§ **Description of the task**
List all lines of the data that include the string "green".

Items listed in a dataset
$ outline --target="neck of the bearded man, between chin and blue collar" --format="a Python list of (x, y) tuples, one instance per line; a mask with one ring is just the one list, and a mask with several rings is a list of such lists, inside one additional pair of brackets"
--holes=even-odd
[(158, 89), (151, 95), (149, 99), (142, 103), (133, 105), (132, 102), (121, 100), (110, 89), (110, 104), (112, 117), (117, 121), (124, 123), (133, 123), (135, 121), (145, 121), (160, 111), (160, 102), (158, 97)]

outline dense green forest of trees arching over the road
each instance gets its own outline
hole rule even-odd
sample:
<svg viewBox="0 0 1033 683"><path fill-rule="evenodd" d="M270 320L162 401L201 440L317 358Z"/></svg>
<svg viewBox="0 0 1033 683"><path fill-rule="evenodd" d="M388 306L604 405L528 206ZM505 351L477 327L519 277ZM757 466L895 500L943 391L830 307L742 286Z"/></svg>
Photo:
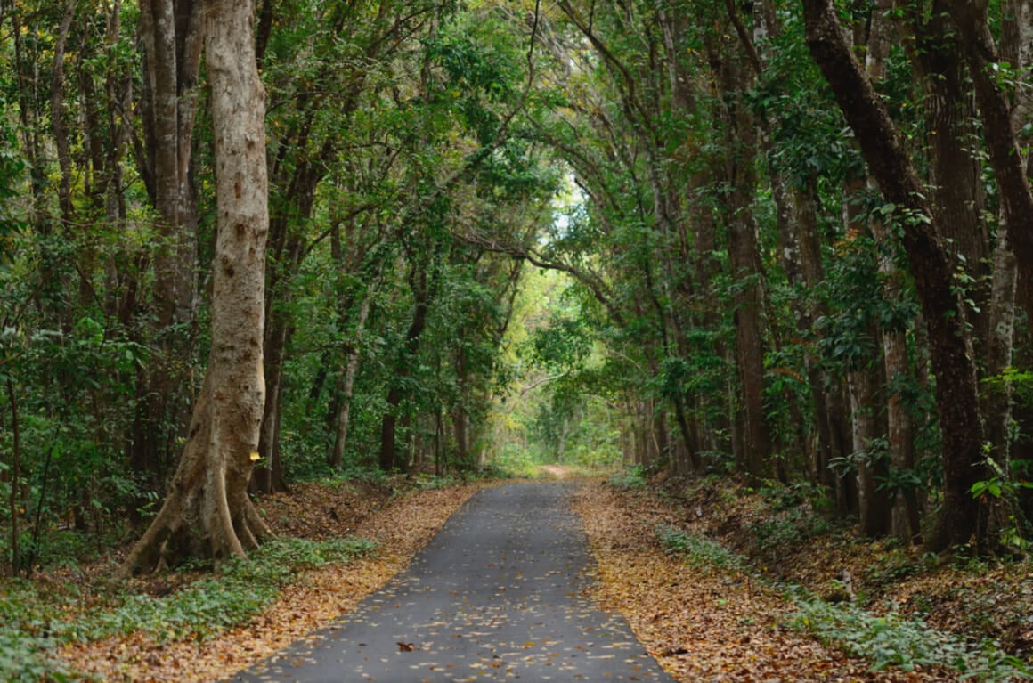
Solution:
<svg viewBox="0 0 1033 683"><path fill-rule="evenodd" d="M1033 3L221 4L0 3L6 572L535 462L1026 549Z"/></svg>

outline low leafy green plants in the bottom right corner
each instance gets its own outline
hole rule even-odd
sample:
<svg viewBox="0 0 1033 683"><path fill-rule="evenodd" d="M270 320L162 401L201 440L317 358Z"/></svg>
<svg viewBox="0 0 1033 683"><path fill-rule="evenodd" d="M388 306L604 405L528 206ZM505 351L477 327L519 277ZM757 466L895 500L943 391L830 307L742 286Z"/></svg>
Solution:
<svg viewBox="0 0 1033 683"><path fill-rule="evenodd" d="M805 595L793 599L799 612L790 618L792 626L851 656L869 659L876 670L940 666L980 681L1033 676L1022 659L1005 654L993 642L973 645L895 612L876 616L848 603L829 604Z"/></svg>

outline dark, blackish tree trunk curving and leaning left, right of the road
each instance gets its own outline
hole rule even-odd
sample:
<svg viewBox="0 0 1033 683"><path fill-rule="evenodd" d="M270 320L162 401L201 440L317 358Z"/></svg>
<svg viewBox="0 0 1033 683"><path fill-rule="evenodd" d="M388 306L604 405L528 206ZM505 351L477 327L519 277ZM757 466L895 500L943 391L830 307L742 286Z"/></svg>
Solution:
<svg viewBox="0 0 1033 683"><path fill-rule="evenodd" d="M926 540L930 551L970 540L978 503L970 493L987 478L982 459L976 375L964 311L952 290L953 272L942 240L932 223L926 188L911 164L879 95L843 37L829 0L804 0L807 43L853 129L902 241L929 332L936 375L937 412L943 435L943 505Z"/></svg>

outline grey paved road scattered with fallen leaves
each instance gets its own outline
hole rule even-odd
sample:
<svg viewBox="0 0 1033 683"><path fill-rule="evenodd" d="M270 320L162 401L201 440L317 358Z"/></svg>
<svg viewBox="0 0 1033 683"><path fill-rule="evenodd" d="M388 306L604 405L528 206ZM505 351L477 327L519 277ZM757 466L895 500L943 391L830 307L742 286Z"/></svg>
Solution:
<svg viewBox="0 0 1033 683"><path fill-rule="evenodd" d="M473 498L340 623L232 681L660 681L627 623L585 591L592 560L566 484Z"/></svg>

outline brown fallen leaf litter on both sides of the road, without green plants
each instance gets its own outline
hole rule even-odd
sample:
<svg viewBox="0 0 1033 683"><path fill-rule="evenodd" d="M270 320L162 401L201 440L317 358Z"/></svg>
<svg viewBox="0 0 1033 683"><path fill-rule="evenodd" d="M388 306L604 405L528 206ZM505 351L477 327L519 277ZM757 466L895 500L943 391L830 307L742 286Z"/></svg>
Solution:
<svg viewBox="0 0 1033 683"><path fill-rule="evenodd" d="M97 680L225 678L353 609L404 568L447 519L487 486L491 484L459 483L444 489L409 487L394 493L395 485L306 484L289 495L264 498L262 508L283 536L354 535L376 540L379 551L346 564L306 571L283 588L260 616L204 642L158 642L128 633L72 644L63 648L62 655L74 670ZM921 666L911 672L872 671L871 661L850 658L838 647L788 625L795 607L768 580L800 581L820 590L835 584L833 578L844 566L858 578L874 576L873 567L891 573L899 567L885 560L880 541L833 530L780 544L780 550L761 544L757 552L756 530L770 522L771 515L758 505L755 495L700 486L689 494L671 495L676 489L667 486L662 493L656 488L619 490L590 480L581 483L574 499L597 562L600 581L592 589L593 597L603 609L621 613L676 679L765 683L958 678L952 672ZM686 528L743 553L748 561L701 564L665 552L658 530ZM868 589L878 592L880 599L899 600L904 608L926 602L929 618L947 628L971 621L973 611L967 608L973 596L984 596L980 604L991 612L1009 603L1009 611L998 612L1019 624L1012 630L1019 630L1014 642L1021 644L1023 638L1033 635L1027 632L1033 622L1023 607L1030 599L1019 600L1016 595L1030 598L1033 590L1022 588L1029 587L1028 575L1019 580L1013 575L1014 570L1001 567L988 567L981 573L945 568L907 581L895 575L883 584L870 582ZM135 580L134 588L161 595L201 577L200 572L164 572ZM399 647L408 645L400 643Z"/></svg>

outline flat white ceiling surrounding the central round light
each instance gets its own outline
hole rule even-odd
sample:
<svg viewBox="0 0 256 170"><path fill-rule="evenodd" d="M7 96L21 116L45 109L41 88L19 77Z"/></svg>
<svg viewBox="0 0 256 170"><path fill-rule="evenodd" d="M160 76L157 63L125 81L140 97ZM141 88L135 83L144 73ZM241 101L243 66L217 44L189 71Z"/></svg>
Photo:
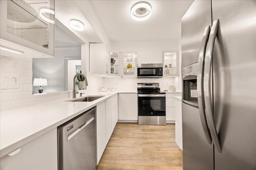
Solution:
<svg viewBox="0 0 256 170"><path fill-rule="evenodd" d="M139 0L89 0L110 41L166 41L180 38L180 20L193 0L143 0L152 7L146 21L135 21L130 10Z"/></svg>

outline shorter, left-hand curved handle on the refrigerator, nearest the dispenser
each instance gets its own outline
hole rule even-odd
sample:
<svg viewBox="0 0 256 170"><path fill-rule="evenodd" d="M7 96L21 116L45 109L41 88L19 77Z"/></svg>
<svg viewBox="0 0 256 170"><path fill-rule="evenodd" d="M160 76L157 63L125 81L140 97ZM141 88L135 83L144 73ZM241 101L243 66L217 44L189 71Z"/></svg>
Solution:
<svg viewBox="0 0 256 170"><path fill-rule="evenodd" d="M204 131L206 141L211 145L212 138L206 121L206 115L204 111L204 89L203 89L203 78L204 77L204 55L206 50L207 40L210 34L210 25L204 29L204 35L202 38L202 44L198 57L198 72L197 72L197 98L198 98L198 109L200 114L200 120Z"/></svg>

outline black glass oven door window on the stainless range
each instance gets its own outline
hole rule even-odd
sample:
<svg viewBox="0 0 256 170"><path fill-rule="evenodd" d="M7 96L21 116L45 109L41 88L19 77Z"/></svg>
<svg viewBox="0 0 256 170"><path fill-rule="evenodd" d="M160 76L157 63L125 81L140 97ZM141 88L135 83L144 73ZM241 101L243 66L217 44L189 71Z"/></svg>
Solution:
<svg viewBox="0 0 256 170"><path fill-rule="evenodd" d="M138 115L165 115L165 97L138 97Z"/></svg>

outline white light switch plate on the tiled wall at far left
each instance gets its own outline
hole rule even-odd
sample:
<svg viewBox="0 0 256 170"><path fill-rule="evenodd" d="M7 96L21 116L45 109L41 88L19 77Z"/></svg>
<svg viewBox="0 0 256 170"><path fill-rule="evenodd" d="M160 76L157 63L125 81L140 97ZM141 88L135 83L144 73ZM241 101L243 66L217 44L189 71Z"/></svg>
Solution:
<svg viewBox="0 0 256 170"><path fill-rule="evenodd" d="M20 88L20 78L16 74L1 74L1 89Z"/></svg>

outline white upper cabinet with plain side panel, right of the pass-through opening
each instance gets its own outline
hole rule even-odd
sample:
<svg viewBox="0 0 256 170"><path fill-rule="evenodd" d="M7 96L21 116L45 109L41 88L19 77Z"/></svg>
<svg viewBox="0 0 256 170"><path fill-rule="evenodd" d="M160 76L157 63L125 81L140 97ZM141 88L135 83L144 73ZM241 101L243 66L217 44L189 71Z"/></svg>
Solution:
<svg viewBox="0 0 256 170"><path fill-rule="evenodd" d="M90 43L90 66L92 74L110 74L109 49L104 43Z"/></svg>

§ **Answer below**
outline dense green forest of trees arching over the road
outline low leafy green plants in the bottom right corner
outline brown fallen leaf litter on both sides of the road, without green plants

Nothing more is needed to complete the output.